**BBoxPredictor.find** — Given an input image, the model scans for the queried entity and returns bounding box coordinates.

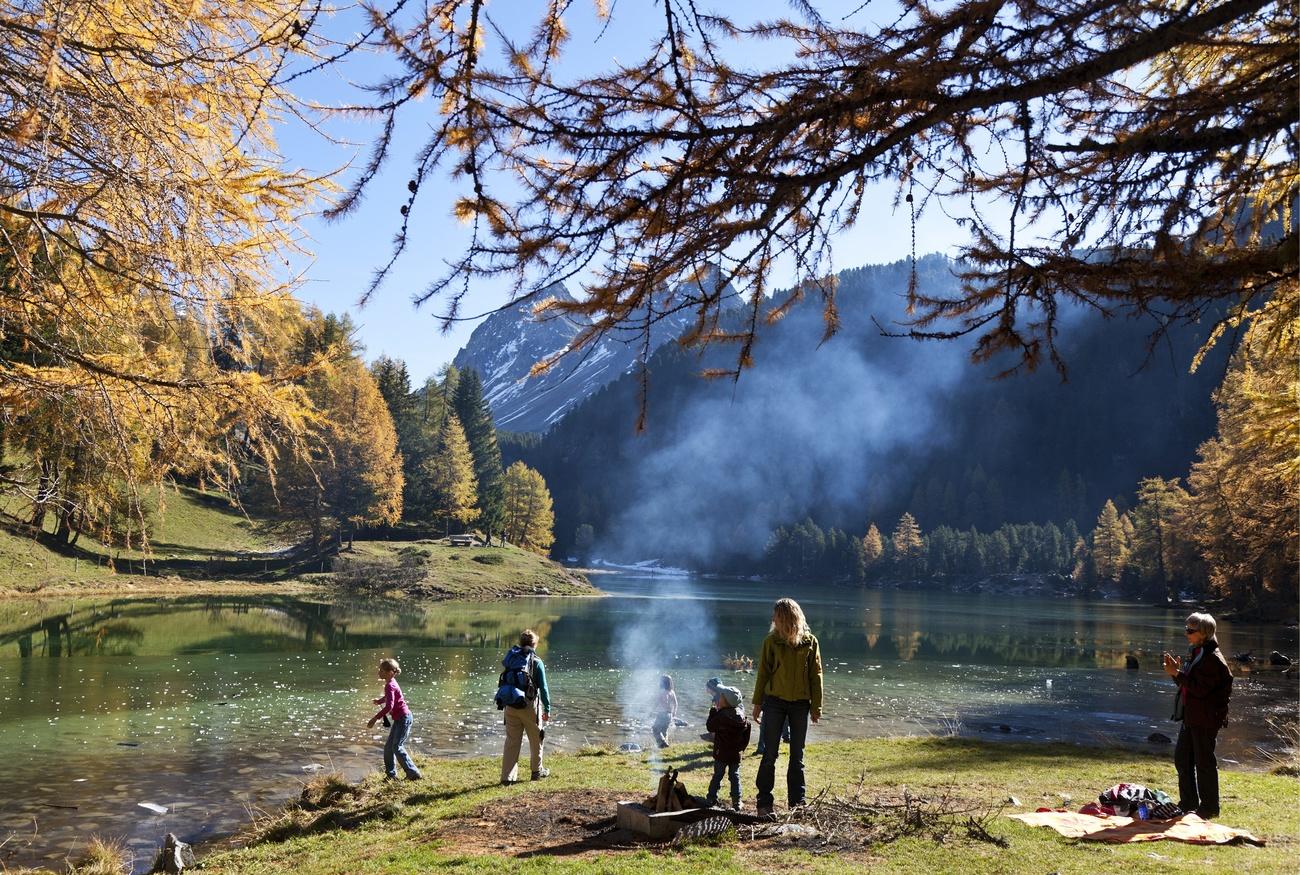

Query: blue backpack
[497,645,537,711]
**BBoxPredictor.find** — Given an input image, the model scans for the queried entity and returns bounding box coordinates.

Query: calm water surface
[0,576,1297,868]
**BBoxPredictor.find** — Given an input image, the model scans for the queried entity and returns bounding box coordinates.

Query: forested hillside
[503,256,1226,568]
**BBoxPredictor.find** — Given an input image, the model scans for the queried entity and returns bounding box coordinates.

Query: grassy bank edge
[189,737,1300,875]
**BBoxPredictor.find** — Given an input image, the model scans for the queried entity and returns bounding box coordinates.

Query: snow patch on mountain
[452,274,728,432]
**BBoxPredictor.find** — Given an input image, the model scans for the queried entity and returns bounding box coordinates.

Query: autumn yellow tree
[503,462,555,555]
[1130,477,1195,599]
[260,311,403,549]
[1188,309,1300,616]
[0,0,321,546]
[351,0,1300,384]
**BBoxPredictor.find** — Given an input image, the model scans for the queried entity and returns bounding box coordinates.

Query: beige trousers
[501,707,542,781]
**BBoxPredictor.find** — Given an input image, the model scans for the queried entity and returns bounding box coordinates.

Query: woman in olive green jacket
[753,598,822,815]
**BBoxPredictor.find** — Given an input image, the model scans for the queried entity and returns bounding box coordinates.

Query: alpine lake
[0,575,1297,871]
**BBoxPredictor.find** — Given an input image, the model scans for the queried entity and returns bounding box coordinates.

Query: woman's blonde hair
[1187,611,1218,644]
[771,598,809,646]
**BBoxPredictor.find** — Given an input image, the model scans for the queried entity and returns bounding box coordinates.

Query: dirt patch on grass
[438,790,667,857]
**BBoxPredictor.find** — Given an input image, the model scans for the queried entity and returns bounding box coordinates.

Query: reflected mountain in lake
[0,576,1296,865]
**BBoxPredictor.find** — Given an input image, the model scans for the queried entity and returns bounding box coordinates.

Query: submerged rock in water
[150,832,198,875]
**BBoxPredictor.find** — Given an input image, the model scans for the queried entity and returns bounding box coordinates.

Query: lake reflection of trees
[0,597,555,658]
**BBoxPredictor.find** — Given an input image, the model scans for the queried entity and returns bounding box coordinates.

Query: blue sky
[278,0,967,384]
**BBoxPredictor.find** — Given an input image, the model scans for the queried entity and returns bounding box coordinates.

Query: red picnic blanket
[1008,811,1264,848]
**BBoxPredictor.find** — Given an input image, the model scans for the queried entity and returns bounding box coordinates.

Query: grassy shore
[175,738,1300,875]
[0,488,599,599]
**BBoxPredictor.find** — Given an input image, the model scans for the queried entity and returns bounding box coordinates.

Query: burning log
[646,770,694,814]
[654,772,677,814]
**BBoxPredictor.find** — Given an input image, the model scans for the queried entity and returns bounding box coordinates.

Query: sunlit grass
[205,738,1300,875]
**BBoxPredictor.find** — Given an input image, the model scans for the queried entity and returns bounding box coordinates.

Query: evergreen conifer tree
[451,368,501,547]
[1092,499,1128,582]
[892,512,926,576]
[421,411,478,534]
[862,523,885,571]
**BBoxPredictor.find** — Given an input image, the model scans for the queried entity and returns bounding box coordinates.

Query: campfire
[615,770,764,840]
[645,768,701,814]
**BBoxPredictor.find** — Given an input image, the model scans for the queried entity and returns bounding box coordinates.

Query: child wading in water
[365,658,420,781]
[705,685,750,811]
[653,675,677,748]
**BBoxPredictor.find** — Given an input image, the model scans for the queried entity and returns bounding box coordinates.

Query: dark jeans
[754,720,790,757]
[1174,723,1218,814]
[754,696,813,809]
[707,759,740,805]
[384,712,420,777]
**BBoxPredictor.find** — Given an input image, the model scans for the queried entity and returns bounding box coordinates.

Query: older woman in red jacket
[1165,614,1232,818]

** The exercise **
Lay out every line of the listing above as a JSON list of strings, one string per line, and omit blank lines. Leave the pictures out of the answer.

** Final answer **
[
  "**BBoxPredictor.find** — Given an input image, the model scans for the queried entity and returns bounding box coordinates.",
  "Query: blue backpack",
  "[497,645,537,711]",
  "**BBoxPredictor.find** — Given an input image, the model scans for the queried entity and returns bounding box coordinates.",
  "Query: calm water surface",
  "[0,576,1297,868]",
  "**BBoxPredictor.find** — Given an input image, the model scans for the queried entity and returns bounding box coordinates.",
  "Query: forested hillside",
  "[503,256,1226,568]",
  "**BBoxPredictor.find** — Given an input image, the model scans for the queried entity and returns bounding box coordinates.",
  "Query: grassy bank edge",
  "[189,737,1300,875]",
  "**BBoxPredictor.find** — Given an input image, the model scans for the queried entity and returns bounding box coordinates.",
  "Query: snow patch on mountain",
  "[452,274,728,432]",
  "**BBoxPredictor.find** — Given an input image, the model scans for the queried entity and returns bounding box coordinates.",
  "Query: autumn yellow tree",
  "[503,462,555,555]",
  "[1130,477,1195,599]",
  "[260,311,403,549]",
  "[1188,309,1300,616]",
  "[0,0,321,546]",
  "[351,0,1300,384]",
  "**BBoxPredictor.find** — Given an input image, the model scans for the queried entity and returns bounding box coordinates.",
  "Query: beige trousers",
  "[501,707,542,781]",
  "**BBoxPredictor.find** — Given an input image, the model scans for the queried entity and returns bounding box coordinates.",
  "Query: woman in olive green jacket",
  "[753,598,822,815]",
  "**BBoxPredictor.find** — Given an input image, the model scans for the queried entity and returns bounding box coordinates.",
  "Query: alpine lake",
  "[0,575,1297,871]",
  "**BBoxPredictor.find** — Given an input image, the model scans for the queried entity and returns bounding box coordinates.",
  "Query: woman's blonde hair",
  "[1187,611,1218,644]",
  "[771,598,809,646]",
  "**BBoxPredictor.find** — Given an input image, the model scans for the queried entity and returns bounding box coordinates.",
  "Query: dirt patch on grass",
  "[438,790,667,857]",
  "**BBoxPredictor.find** — Given an input image, the model scans for the queried entity and returns bounding box coordinates.",
  "Query: reflected mountain in lake",
  "[0,576,1296,865]",
  "**BBoxPredictor.find** — Given an input image, the model scans for the queried entity and returns bounding box coordinates.",
  "Query: submerged rock in water",
  "[150,832,198,875]",
  "**BBoxPredictor.find** — Given an input image, the model scans for the queried entity and returns bounding box coordinates.",
  "Query: lake reflection of trees",
  "[0,597,555,658]",
  "**BBoxPredictor.find** — Given an input image, the model scans for the queried entity and returns bounding box coordinates.",
  "Query: blue sky",
  "[278,0,967,384]",
  "**BBoxPredictor.find** — Given an input image, the model scans for the queried entity and returns bounding box coordinates.",
  "Query: red picnic blanket",
  "[1008,811,1264,848]",
  "**BBoxPredictor.find** — Given an input image, the model scans for the queried entity and returns bounding box coordinates.",
  "Query: grassy shore",
  "[175,738,1300,875]",
  "[0,488,599,599]",
  "**BBoxPredictor.find** — Given an input image, the model scans for the queried entity and returns bounding box coordinates.",
  "Query: burning log",
  "[646,770,694,814]",
  "[654,772,677,814]",
  "**BBoxPredictor.find** — Given an input image, the model scans for the queried entity and returns bounding box coordinates.",
  "Query: sunlit grass",
  "[205,738,1300,875]",
  "**BBoxPredictor.find** — Given an input image, the model scans for the queried entity and returns bounding box coordinates.",
  "Query: evergreen conifer tree",
  "[451,368,501,547]",
  "[1092,499,1128,582]",
  "[892,512,926,576]",
  "[421,411,478,534]",
  "[862,523,885,571]",
  "**BBoxPredictor.find** — Given an input image, the model scans for the queried entity and returns bounding box coordinates.",
  "Query: campfire",
  "[615,770,764,840]",
  "[645,768,701,814]",
  "**BBoxPredictor.find** — Given an input image, the model scans for the queried entity and returns bounding box coordinates.",
  "Query: child wading in water",
  "[365,658,420,781]",
  "[705,685,750,811]",
  "[653,675,677,748]",
  "**BBoxPredictor.find** — Given an input image, the model scans for the queried entity and returns bounding box coordinates.",
  "Query: dark jeans",
  "[754,720,790,757]",
  "[1174,723,1218,814]",
  "[754,696,813,809]",
  "[707,759,740,805]",
  "[384,712,420,777]",
  "**BBoxPredictor.find** — Given an input image, the model scans for the queried entity and returns bounding box coordinates.",
  "Query: older woman in red jacket",
  "[1165,614,1232,818]"
]